_PASSAGE PROVIDED_:
= = = = = = =

I was in Australia recently. I was primarily speaking at the competitive cities conference. However, I also did some masterclasses, and caught up with the Centre’s Australian resilience research. At the conference, I was privileged to share a platform with Ed Glaeser, professor of economics at Harvard and author of The Triumph of the City. At one point he mentioned the problem of the ‘boondoggles’ – I did not know the term, but I now know it means a pointless scheme which wastes time and money. However, in my jet lag, I thought he said ‘boom goggles’, which I took to mean those who always see the imminent arrival of a new economic boom

Tim Horton, the integrated design commissioner from South Australia, pointed out my error. But it’s too late – boom goggles is now part of my economic development lexicon!

Two weeks later I am in the north of England, listening to a speech by someone who was wearing some boom googles!  – he is a ‘boomgoggler’! For him, the rosy future was merely a train-line, a city deal, better governance or a piece of global investment away. When I highlighted the need to think about the place and people and how we need a more inclusive economy that works better for places, he shot back with ‘profit was international, not local’.

His speech was typical of boomgoggler from anywhere in the world. In the UK sense, his viewpoint could have been placed in the early 2000s, at the height of regional economic optimism. This boomgoggling speech displayed an orthodoxy and the inability to see that the problems ran much deeper. The real solutions were far beyond his gaze.

Now of course train lines etc will help. However, when we take the boom goggles off, what do we see? We see disadvantages, which even the fastest train won’t solve completely – poor skills levels, fierce competition across the UK and beyond, a flawed economic planning context, national economic stewardship which still favours the city of London and no proper industrial strategy. And even if all of this was to be corrected, we are in the hands of a sluggish global and European economy.

For those of interested in creating great resilient and green economies which work for people and the place, we must not start from the notion of a new economic boom and trot out the tired old prescriptions. Only when we face up to the huge threats as well as the advantages of globalism to our local and regional economies, will we start to build a better more inclusive economy.

We must start from the local economic realities. Build on the assets of place, develop economic resilience, strengthen local networks, create conditions for local entrepreneurship, respect and nurture human and social capital. Boom goggling will just not do.

= = = = = = =

_TASKS TO PERFORM_:
(1) Please retype the part of the boom goggles post that opens with the words containing "His speech was" and closes with "and European economy.".
(2) Answer these questions from the boom goggles post:
(a) Who pointed out that the writer had misheard "boondoggles"?
(b) What did the speaker in the north of England shoot back when the writer raised the need for a more inclusive economy?
(c) Which city does national economic stewardship still favor, according to the post?

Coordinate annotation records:
= = = = = = =

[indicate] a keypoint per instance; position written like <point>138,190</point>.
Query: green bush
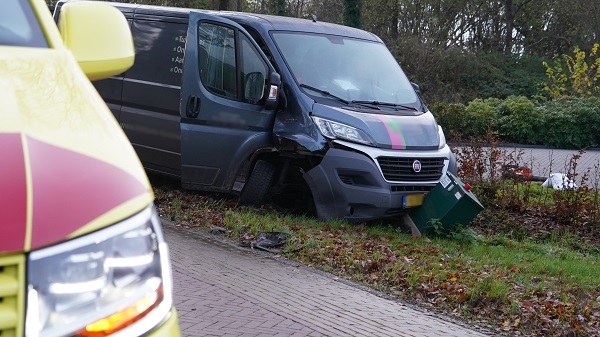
<point>482,115</point>
<point>571,123</point>
<point>520,120</point>
<point>452,117</point>
<point>568,122</point>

= = = = = = =

_ANSWERS BELOW_:
(1)
His speech was typical of boomgoggler from anywhere in the world. In the UK sense, his viewpoint could have been placed in the early 2000s, at the height of regional economic optimism. This boomgoggling speech displayed an orthodoxy and the inability to see that the problems ran much deeper. The real solutions were far beyond his gaze.

Now of course train lines etc will help. However, when we take the boom goggles off, what do we see? We see disadvantages, which even the fastest train won’t solve completely – poor skills levels, fierce competition across the UK and beyond, a flawed economic planning context, national economic stewardship which still favours the city of London and no proper industrial strategy. And even if all of this was to be corrected, we are in the hands of a sluggish global and European economy.

(2)
(a) Tim Horton, the integrated design commissioner from South Australia.
(b) That "profit was international, not local."
(c) The city of London.